WHAT IS EXPECTED: In the data, write out again only the lines from the one containing "Your task is to find every instance of copper condenser" through the one containing "[5,74,26,109]". Swap "shrub" for "bush" and keep everything else the same.
☆ ☆ ☆ ☆ ☆
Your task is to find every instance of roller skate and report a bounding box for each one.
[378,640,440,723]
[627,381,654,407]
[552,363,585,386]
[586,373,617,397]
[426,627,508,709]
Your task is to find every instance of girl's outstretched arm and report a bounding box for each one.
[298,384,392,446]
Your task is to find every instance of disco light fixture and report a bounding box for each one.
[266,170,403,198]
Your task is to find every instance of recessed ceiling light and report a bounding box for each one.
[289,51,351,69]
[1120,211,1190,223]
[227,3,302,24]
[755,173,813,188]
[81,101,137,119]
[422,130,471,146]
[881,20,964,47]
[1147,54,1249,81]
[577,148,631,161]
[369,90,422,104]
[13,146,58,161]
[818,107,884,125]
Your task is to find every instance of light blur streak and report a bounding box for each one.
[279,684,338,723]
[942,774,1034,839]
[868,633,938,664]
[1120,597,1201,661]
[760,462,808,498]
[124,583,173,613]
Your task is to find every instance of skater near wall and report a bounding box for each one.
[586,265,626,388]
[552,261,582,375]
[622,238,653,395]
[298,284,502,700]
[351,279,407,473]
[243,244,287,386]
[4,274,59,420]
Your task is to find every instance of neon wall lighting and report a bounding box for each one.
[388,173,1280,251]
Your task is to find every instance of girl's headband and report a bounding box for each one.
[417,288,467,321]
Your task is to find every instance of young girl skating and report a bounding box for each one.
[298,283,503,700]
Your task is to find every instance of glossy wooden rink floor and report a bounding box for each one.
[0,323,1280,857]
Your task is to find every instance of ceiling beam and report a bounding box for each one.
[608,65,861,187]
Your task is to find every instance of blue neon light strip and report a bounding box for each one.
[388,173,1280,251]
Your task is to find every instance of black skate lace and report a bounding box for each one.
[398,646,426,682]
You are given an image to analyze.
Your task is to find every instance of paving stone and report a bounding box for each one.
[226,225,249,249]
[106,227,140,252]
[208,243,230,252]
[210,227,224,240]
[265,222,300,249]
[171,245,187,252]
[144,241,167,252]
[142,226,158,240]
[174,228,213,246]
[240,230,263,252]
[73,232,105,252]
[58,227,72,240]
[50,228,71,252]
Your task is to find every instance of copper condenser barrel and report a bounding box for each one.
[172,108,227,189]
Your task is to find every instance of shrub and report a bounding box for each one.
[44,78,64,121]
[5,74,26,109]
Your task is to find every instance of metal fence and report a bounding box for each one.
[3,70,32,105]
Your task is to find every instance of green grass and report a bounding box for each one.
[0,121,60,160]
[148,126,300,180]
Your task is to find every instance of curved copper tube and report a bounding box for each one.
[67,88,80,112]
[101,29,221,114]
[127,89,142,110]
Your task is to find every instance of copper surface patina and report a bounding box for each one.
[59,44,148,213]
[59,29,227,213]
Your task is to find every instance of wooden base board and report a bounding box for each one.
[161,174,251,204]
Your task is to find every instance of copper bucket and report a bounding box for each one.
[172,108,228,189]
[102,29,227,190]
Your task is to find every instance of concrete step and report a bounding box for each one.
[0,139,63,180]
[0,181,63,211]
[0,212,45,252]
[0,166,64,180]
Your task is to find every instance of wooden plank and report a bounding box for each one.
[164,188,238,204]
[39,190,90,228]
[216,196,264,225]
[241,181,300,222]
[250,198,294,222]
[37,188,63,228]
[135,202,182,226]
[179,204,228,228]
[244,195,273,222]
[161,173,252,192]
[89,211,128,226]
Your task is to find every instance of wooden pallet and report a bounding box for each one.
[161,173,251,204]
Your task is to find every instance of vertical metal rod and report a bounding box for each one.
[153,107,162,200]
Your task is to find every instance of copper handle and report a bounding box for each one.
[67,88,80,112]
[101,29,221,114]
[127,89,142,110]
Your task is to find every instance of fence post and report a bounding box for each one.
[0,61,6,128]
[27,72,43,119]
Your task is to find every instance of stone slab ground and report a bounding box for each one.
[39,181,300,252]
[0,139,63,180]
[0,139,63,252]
☆ ☆ ☆ ☆ ☆
SOLUTION TO THIS PROBLEM:
Your task is to find every instance of copper condenser barrel and report a bounding box for each one.
[172,108,227,189]
Your task is to find every instance of bush and report a bounding box for each one.
[44,78,64,121]
[5,74,26,109]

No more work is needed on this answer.